- Brief -
Could you rewrite every line between the line containing "like (212, 285)." and the end of the data, inclusive, scaling each answer's point coordinates by 1.4 and rounding to whole numbers with halves rounded up? Copy all other lines unchanged, including the sample points in the instructions.

- Source records -
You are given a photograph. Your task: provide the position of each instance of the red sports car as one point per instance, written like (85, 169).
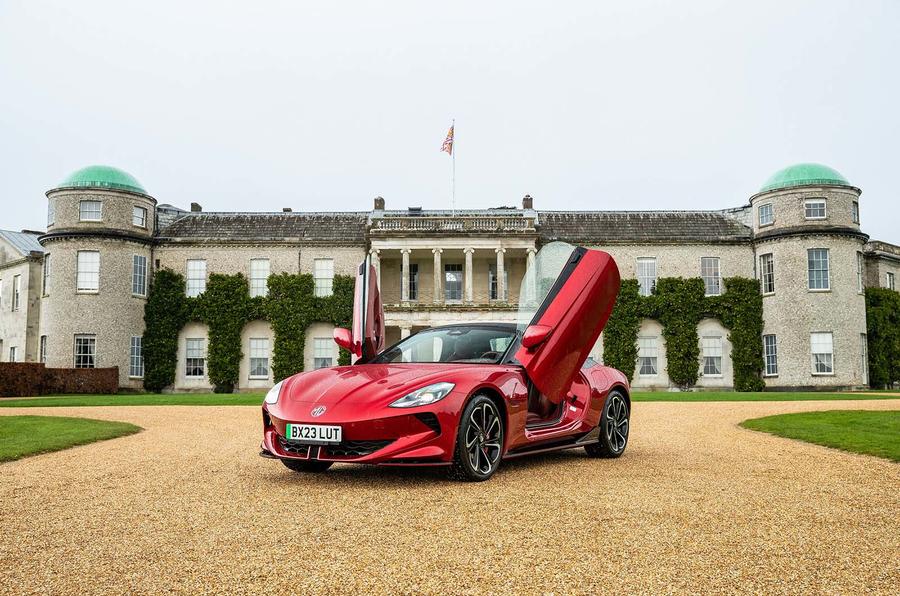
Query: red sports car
(464, 396)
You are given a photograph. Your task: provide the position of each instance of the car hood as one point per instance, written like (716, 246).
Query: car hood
(368, 383)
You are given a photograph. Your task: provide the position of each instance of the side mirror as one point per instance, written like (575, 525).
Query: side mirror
(343, 338)
(535, 335)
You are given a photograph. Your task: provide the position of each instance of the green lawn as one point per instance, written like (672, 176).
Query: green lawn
(21, 436)
(870, 433)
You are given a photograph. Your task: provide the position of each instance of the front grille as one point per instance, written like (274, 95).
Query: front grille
(354, 448)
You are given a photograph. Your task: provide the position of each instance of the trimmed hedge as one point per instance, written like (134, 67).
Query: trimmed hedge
(290, 307)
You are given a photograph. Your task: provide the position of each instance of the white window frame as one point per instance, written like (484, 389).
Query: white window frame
(808, 205)
(770, 212)
(817, 340)
(87, 280)
(260, 269)
(88, 358)
(139, 216)
(85, 214)
(648, 349)
(136, 358)
(194, 350)
(810, 270)
(195, 278)
(712, 280)
(646, 280)
(323, 277)
(770, 355)
(259, 357)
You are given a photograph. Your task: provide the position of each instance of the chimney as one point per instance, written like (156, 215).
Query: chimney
(527, 202)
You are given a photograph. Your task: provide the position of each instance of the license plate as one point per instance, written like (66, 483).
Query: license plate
(314, 434)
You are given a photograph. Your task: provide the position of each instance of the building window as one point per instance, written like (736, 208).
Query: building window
(452, 282)
(817, 259)
(767, 273)
(259, 358)
(814, 209)
(323, 352)
(259, 277)
(90, 210)
(323, 274)
(492, 282)
(413, 281)
(712, 279)
(85, 351)
(136, 360)
(712, 356)
(822, 348)
(860, 266)
(196, 278)
(139, 276)
(17, 287)
(646, 269)
(195, 357)
(647, 356)
(87, 275)
(139, 216)
(766, 214)
(45, 281)
(770, 351)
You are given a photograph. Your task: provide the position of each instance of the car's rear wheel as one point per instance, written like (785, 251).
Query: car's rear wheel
(614, 426)
(479, 442)
(307, 465)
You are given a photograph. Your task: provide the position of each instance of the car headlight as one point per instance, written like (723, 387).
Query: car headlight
(424, 396)
(274, 392)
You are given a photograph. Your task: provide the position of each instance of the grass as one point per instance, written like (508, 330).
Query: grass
(255, 399)
(21, 436)
(869, 433)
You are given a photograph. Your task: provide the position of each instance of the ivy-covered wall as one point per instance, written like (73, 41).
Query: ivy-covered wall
(679, 304)
(226, 306)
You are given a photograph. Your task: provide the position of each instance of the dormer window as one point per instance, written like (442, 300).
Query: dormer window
(90, 211)
(814, 209)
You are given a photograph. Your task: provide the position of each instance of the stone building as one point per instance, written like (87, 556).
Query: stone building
(106, 235)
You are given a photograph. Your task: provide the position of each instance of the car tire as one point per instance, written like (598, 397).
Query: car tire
(615, 423)
(479, 441)
(311, 466)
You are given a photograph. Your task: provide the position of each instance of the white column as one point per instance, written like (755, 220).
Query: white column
(501, 285)
(404, 275)
(531, 273)
(376, 262)
(469, 252)
(438, 286)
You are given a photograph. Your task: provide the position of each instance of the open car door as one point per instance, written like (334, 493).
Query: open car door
(565, 301)
(367, 333)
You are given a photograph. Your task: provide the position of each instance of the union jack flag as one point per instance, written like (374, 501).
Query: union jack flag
(448, 142)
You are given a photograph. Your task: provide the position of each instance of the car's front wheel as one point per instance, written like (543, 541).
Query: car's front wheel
(307, 465)
(479, 442)
(614, 426)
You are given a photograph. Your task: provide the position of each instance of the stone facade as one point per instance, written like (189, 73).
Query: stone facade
(441, 267)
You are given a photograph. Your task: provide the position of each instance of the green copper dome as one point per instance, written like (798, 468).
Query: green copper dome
(802, 174)
(102, 177)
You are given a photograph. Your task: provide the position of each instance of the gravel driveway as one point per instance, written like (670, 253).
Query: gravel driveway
(696, 503)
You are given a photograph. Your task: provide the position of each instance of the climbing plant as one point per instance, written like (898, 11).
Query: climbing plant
(226, 307)
(679, 305)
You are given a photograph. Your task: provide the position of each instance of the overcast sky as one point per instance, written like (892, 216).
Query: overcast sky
(324, 105)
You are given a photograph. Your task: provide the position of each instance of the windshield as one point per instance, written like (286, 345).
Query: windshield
(481, 345)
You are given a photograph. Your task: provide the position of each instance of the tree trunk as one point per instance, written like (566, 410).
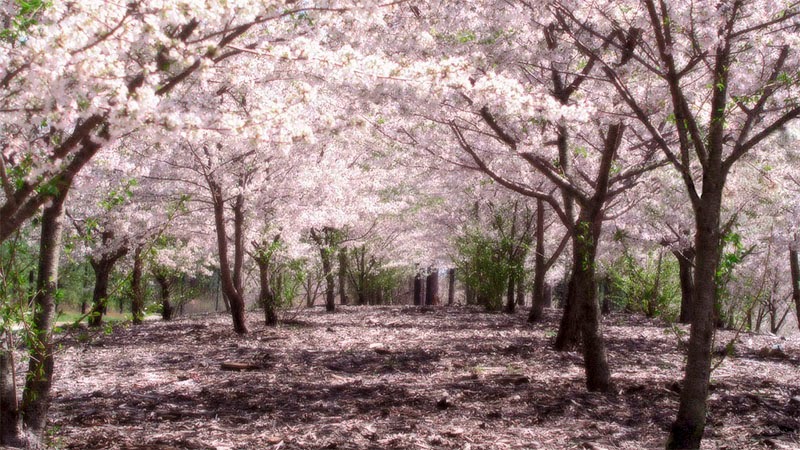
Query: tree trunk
(165, 283)
(102, 274)
(687, 430)
(569, 330)
(9, 409)
(584, 291)
(137, 290)
(343, 276)
(432, 288)
(266, 295)
(511, 299)
(418, 289)
(36, 395)
(794, 266)
(540, 299)
(451, 286)
(230, 282)
(330, 283)
(685, 259)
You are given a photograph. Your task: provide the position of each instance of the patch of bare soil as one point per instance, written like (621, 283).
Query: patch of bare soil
(403, 377)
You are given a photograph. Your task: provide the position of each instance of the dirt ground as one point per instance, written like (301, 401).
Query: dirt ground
(404, 377)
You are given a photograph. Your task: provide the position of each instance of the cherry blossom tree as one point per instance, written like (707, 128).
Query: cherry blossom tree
(726, 69)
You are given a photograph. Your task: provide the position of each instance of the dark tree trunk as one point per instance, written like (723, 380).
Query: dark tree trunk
(103, 267)
(230, 281)
(165, 283)
(137, 290)
(685, 259)
(343, 276)
(36, 395)
(266, 295)
(432, 288)
(582, 296)
(687, 430)
(584, 288)
(569, 330)
(470, 296)
(541, 293)
(794, 267)
(451, 286)
(325, 240)
(330, 283)
(539, 268)
(102, 273)
(9, 409)
(511, 299)
(418, 289)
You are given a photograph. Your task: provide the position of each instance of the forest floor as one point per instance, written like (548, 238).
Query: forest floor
(405, 377)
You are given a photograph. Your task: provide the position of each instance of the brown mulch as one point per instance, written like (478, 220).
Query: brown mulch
(404, 377)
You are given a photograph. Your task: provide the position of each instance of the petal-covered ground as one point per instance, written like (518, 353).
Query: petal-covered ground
(403, 377)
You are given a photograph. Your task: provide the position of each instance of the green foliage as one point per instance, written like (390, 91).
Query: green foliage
(26, 17)
(651, 287)
(729, 310)
(118, 197)
(483, 265)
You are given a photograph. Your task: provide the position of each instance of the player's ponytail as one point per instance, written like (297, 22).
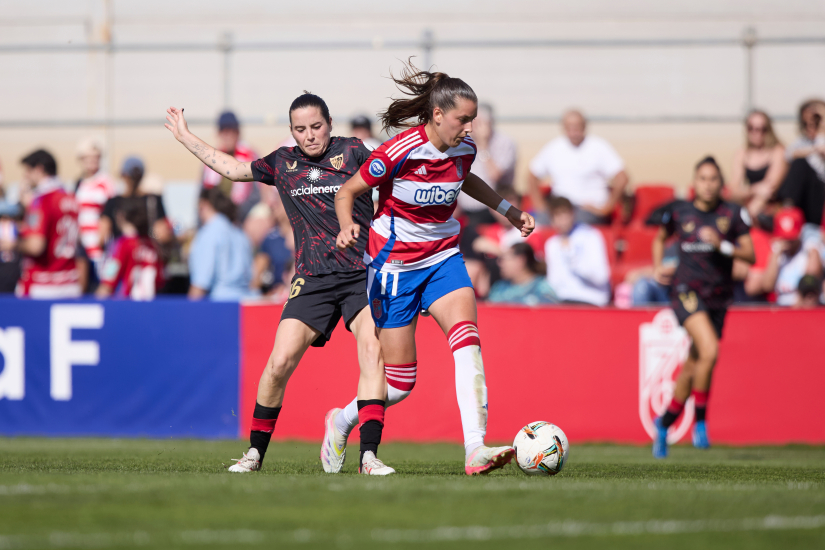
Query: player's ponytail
(426, 91)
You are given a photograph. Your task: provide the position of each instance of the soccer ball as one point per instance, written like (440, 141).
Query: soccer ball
(541, 449)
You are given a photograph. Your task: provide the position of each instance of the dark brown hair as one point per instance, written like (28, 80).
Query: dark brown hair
(712, 161)
(804, 107)
(426, 91)
(770, 136)
(308, 99)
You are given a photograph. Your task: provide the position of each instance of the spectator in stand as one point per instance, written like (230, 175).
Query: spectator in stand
(522, 281)
(245, 194)
(582, 168)
(134, 269)
(274, 261)
(50, 233)
(132, 174)
(759, 167)
(9, 257)
(791, 259)
(495, 163)
(803, 186)
(220, 262)
(361, 128)
(93, 190)
(577, 265)
(808, 292)
(645, 288)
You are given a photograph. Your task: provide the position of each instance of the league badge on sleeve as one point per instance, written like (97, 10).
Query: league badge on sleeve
(377, 168)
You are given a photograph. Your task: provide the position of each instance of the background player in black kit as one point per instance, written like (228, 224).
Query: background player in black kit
(711, 233)
(329, 284)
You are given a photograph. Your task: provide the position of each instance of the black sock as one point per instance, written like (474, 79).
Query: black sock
(371, 415)
(669, 418)
(263, 424)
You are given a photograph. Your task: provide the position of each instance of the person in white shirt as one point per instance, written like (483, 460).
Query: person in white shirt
(577, 265)
(584, 169)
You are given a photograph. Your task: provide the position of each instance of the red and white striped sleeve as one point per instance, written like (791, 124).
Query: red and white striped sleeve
(385, 161)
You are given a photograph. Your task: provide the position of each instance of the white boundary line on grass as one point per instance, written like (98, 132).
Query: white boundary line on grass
(567, 528)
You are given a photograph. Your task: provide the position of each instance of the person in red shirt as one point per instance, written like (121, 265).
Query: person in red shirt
(134, 270)
(50, 235)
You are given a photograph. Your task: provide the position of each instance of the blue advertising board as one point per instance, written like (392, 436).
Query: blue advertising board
(167, 368)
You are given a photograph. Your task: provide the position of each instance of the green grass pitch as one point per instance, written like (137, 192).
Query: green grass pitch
(105, 493)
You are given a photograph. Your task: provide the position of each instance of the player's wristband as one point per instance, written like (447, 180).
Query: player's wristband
(726, 248)
(503, 207)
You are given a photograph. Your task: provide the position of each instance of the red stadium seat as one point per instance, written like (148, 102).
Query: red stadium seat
(648, 199)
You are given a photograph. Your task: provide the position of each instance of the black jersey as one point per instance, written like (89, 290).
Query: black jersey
(307, 186)
(702, 268)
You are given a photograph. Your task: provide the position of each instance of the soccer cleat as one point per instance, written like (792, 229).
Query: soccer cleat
(660, 441)
(700, 435)
(334, 446)
(372, 466)
(484, 460)
(251, 462)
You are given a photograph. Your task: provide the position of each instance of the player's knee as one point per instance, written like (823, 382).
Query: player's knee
(707, 353)
(278, 370)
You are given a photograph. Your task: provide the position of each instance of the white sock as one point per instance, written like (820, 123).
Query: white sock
(470, 384)
(347, 419)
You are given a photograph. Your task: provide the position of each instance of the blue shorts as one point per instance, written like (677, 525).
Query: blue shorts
(396, 298)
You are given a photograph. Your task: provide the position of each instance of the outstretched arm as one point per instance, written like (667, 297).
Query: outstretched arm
(220, 162)
(483, 193)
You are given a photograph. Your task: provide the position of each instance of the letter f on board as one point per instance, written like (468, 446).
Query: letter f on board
(64, 351)
(12, 377)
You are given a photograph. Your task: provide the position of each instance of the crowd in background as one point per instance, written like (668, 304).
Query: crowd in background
(592, 246)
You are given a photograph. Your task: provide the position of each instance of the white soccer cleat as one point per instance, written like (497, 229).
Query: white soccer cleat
(371, 466)
(484, 460)
(251, 462)
(334, 445)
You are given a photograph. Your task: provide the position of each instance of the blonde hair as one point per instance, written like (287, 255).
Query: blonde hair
(771, 140)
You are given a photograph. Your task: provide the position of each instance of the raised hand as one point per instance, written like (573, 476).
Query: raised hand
(176, 123)
(521, 220)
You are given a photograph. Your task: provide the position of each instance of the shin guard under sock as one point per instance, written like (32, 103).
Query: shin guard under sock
(371, 416)
(672, 413)
(263, 424)
(700, 402)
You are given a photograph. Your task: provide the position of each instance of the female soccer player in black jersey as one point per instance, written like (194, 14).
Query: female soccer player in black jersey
(711, 234)
(329, 284)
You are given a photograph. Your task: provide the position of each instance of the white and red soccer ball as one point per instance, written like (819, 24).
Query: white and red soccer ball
(541, 449)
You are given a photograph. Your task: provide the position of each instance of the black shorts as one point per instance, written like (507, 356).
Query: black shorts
(687, 303)
(321, 301)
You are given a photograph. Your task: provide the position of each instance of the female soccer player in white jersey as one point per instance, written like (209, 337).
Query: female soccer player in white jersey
(412, 254)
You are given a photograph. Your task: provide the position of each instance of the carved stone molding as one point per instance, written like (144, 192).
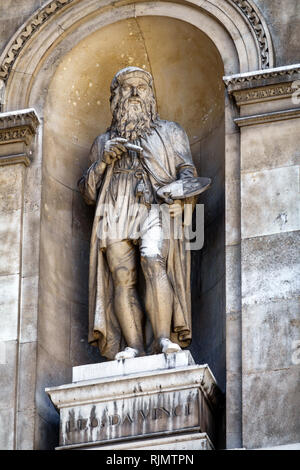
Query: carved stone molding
(246, 8)
(258, 77)
(17, 129)
(252, 15)
(27, 31)
(268, 117)
(267, 93)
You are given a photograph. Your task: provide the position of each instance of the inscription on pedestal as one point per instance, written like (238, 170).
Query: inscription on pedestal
(131, 417)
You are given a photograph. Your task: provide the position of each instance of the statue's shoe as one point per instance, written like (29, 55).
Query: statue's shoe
(167, 347)
(128, 353)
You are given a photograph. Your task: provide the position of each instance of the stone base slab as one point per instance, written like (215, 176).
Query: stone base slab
(160, 400)
(191, 441)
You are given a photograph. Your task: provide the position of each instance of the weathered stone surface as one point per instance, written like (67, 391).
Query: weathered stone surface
(132, 366)
(233, 411)
(25, 429)
(57, 374)
(270, 268)
(192, 441)
(271, 402)
(233, 343)
(81, 352)
(152, 403)
(269, 334)
(27, 376)
(11, 183)
(208, 345)
(233, 278)
(271, 146)
(7, 429)
(54, 332)
(8, 375)
(270, 201)
(10, 231)
(233, 212)
(29, 308)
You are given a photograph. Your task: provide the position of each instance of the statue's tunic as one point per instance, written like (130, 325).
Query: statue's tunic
(166, 158)
(122, 216)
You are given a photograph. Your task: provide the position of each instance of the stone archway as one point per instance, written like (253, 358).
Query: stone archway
(31, 59)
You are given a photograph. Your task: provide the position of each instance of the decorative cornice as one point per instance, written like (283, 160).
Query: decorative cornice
(27, 31)
(251, 13)
(18, 126)
(246, 7)
(267, 93)
(288, 72)
(268, 117)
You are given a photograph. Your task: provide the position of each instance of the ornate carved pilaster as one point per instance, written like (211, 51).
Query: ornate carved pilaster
(17, 130)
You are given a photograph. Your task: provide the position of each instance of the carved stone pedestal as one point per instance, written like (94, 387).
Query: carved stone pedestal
(153, 402)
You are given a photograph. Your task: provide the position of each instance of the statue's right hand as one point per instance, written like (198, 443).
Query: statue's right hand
(113, 149)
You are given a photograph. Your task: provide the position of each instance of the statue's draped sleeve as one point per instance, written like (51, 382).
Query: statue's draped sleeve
(184, 164)
(90, 182)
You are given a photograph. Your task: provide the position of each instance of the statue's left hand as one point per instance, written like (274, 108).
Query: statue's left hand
(176, 208)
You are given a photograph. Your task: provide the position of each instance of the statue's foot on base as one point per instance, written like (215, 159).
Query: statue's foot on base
(167, 347)
(128, 353)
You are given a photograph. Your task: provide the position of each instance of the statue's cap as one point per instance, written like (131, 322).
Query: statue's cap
(130, 72)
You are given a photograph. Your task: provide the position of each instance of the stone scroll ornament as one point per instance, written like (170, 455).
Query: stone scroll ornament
(141, 170)
(258, 28)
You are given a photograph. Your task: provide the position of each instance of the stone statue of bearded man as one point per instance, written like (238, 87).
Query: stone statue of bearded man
(139, 281)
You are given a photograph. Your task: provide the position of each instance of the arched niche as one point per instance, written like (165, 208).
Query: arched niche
(187, 71)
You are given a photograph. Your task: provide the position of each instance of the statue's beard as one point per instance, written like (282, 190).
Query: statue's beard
(132, 118)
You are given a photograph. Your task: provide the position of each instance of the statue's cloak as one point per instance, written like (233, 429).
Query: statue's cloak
(166, 157)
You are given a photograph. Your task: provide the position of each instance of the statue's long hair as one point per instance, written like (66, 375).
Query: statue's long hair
(132, 125)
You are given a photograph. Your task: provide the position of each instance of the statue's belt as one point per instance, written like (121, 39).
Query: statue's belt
(143, 190)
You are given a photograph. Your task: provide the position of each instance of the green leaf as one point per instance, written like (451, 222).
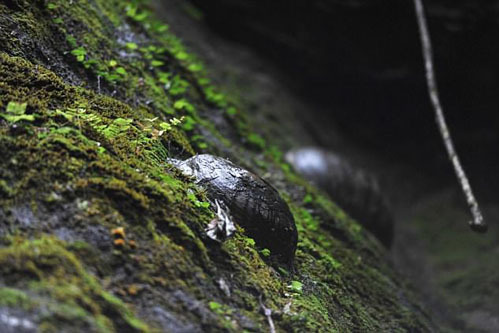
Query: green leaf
(265, 252)
(157, 63)
(132, 46)
(15, 108)
(188, 124)
(214, 306)
(121, 71)
(295, 286)
(79, 51)
(195, 67)
(182, 104)
(15, 112)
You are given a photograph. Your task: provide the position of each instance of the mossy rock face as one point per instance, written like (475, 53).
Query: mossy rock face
(99, 233)
(253, 202)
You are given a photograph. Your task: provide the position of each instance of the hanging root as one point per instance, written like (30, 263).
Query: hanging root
(477, 224)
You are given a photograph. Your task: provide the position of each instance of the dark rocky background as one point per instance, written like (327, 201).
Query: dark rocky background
(353, 76)
(360, 61)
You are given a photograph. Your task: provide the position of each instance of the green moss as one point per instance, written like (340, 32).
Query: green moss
(45, 267)
(97, 150)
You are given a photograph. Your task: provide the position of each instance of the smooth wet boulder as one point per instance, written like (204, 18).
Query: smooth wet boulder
(353, 189)
(253, 202)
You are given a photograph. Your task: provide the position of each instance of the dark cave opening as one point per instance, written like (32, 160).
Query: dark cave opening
(361, 60)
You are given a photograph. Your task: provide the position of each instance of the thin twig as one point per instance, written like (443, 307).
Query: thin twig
(268, 313)
(477, 224)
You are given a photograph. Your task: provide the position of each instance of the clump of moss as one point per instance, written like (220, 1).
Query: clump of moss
(44, 268)
(99, 89)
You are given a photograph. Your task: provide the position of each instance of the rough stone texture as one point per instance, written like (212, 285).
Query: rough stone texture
(352, 188)
(253, 202)
(110, 94)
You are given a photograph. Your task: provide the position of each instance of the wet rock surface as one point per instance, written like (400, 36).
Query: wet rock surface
(353, 189)
(254, 203)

- Answer for this exercise -
You are given a photograph. Your task: provide the position of each instance of the rough stone texture as one point per instance, written like (212, 285).
Query: rough stone texture
(493, 263)
(354, 283)
(154, 132)
You are given a photograph. Your task: provide the position of each instance of the wet rock surface as one point per instance, written like (400, 36).
Query: wet rock surface
(494, 265)
(356, 284)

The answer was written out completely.